→ Given instruction: Count how many lines in the records below contain the word "appear" and give only that number.
==== Information supplied
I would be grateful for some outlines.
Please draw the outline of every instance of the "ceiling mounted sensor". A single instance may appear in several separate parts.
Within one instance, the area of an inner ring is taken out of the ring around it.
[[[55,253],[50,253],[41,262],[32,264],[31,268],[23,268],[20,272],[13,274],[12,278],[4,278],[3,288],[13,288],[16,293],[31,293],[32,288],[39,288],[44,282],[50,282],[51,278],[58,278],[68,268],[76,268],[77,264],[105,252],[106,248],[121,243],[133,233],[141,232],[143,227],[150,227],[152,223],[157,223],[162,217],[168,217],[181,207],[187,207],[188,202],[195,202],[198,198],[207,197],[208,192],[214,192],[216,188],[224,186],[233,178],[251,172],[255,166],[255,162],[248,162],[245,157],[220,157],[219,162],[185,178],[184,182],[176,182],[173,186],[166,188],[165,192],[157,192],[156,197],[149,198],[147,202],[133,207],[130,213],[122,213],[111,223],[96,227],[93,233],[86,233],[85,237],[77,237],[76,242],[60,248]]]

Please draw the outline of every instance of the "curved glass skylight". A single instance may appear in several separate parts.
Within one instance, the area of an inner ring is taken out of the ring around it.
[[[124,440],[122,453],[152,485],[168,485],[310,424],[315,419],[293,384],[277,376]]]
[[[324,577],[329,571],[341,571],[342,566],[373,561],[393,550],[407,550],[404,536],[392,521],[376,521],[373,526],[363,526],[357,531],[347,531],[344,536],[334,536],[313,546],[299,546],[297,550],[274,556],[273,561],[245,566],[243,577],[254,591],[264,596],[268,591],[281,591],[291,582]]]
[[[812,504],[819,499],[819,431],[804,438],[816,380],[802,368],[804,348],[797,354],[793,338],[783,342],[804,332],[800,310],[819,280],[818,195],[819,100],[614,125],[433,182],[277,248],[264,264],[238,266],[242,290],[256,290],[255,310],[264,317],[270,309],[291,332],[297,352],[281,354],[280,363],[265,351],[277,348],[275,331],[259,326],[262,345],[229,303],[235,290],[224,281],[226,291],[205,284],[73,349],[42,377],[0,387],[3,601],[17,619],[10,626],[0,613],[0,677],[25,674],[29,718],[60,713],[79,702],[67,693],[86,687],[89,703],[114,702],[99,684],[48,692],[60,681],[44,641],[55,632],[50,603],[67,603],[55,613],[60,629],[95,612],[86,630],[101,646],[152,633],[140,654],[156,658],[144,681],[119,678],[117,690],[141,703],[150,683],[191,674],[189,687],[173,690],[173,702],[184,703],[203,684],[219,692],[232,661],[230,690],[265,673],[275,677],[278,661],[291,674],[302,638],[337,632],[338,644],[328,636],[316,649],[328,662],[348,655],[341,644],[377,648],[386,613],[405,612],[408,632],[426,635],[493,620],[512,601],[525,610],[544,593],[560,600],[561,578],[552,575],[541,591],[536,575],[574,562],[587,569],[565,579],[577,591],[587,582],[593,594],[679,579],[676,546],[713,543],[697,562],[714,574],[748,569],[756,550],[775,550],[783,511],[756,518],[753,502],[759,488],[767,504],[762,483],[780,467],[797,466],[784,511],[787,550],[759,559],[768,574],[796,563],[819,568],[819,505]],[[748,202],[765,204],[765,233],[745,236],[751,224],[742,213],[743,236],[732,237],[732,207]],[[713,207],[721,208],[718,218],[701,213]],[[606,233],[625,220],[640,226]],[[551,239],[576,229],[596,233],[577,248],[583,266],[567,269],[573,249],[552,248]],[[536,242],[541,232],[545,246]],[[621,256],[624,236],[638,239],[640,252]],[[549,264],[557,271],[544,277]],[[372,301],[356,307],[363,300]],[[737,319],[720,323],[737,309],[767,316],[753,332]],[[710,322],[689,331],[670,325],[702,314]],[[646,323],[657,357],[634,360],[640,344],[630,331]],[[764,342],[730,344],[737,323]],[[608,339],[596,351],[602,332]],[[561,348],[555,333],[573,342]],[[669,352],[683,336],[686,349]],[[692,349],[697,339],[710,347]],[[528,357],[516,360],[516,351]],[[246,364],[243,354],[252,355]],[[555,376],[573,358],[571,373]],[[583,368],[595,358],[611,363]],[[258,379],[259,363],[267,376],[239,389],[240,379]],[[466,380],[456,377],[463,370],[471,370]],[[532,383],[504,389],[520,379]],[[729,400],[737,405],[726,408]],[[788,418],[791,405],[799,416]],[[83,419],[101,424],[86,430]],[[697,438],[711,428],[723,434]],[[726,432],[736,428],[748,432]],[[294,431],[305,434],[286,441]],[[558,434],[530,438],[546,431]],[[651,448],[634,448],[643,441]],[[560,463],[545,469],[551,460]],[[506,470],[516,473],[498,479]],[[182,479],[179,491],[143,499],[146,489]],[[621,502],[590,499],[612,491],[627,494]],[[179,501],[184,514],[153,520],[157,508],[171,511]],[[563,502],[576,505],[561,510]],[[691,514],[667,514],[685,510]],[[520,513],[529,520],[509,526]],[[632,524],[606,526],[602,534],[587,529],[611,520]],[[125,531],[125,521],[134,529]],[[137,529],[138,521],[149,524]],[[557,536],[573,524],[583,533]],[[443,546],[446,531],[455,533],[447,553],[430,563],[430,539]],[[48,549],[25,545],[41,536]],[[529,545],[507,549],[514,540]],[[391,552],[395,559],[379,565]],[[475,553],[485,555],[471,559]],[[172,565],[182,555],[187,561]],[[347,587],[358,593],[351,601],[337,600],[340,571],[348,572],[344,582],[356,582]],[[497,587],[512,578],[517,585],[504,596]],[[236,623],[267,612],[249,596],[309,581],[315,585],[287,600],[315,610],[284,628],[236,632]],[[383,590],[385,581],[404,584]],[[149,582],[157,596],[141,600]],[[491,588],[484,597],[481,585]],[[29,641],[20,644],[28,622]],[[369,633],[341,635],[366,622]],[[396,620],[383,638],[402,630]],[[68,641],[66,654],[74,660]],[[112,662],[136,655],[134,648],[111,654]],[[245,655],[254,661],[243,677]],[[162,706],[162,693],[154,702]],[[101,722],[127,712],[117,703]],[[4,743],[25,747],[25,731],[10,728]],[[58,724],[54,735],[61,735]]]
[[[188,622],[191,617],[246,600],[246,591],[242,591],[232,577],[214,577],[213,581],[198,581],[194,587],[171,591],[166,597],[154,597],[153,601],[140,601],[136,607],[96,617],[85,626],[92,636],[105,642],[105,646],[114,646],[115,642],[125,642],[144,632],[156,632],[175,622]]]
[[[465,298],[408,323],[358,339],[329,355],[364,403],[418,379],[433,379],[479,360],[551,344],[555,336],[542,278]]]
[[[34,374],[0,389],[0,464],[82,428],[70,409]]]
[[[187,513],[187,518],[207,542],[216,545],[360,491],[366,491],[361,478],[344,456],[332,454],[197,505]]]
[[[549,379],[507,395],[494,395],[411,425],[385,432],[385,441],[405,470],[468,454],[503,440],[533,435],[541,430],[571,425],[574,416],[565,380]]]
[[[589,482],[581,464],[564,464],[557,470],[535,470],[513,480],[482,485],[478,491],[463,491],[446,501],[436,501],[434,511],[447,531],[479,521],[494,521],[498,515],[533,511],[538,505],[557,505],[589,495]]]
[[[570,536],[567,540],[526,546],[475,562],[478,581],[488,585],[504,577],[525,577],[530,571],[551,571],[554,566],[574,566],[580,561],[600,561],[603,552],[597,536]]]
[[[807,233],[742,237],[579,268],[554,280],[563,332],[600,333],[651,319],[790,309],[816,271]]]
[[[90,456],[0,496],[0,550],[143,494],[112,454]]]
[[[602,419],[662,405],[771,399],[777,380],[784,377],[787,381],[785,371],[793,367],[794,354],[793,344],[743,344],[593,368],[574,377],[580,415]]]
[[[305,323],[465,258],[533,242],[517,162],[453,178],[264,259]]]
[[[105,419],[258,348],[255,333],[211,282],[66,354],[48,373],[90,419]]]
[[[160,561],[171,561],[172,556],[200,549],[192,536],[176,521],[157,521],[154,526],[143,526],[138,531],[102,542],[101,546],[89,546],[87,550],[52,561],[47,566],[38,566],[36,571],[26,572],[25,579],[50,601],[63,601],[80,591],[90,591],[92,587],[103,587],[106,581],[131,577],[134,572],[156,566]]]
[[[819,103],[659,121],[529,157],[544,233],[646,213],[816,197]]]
========
→ Task response: 2